§ Provided text:
-----

Glycobiology
- Discipline: Biochemistry, glycobiology
- Language: English
- Edited by: Karen Colley

Publication details
- History: 1990–present
- Publisher: Oxford University Press (United Kingdom)
- Frequency: Monthly
- Impact factor: 4.060 (2019)

Standard abbreviations
- ISO 4: Glycobiology

Indexing
- CODEN: GLYCE3
- ISSN: 0959-6658 (print) 1460-2423 (web)
- LCCN: 92642337
- OCLC no.: 23364007

Links
- Journal homepage; Online access; Online archive;

= Glycobiology (journal) =

Glycobiology is a monthly peer-reviewed scientific journal covering all aspects of the field of glycobiology and the official journal of the Society for Glycobiology. It is published by Oxford University Press. The journal was established in September 1990. It publishes primary research on the "biological functions of glycans, including glycoproteins, glycolipids, proteoglycans and free oligosaccharides, and on proteins that specifically interact with glycans."

==Abstracting and indexing==
The journal is indexed in Index Medicus/PubMed/MEDLINE, Index Veterinarius, CAB Abstracts, Biological Abstracts, BIOSIS Previews, Current Contents/Life Sciences, ProQuest, Science Citation Index, and others. According to the Journal Citation Reports, its 2019 impact factor is 4.060, ranking it 102nd out of 297 journals in the category "Biochemistry & Molecular Biology".

-----

Source records:
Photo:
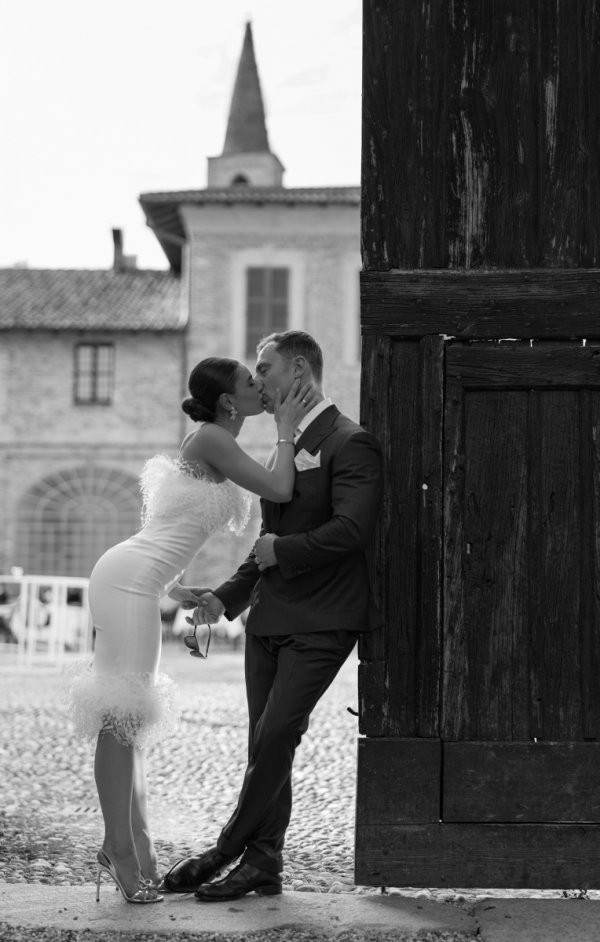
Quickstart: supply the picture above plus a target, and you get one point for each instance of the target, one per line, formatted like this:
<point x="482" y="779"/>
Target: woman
<point x="122" y="700"/>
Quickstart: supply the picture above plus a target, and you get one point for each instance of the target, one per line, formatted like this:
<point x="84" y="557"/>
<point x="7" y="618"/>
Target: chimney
<point x="122" y="262"/>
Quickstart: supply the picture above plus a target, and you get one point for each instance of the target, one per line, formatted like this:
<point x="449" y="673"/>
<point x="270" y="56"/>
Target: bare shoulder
<point x="204" y="446"/>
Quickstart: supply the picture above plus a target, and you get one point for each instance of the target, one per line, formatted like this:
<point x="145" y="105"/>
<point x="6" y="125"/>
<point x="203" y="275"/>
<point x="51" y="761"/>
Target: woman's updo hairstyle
<point x="207" y="381"/>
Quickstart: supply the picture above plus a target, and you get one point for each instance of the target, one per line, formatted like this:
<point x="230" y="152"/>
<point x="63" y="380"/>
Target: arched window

-----

§ What to work on:
1/ In the text on the journal Glycobiology, in what month and year was the journal established?
2/ From the text on the journal Glycobiology, reproduce word for word the passage that begins at the words "Publication details" and stops after "(print) 1460-2423 (web)".

§ Answers for the tasks:
1/ September 1990

2/
Publication details
- History: 1990–present
- Publisher: Oxford University Press (United Kingdom)
- Frequency: Monthly
- Impact factor: 4.060 (2019)

Standard abbreviations
- ISO 4: Glycobiology

Indexing
- CODEN: GLYCE3
- ISSN: 0959-6658 (print) 1460-2423 (web)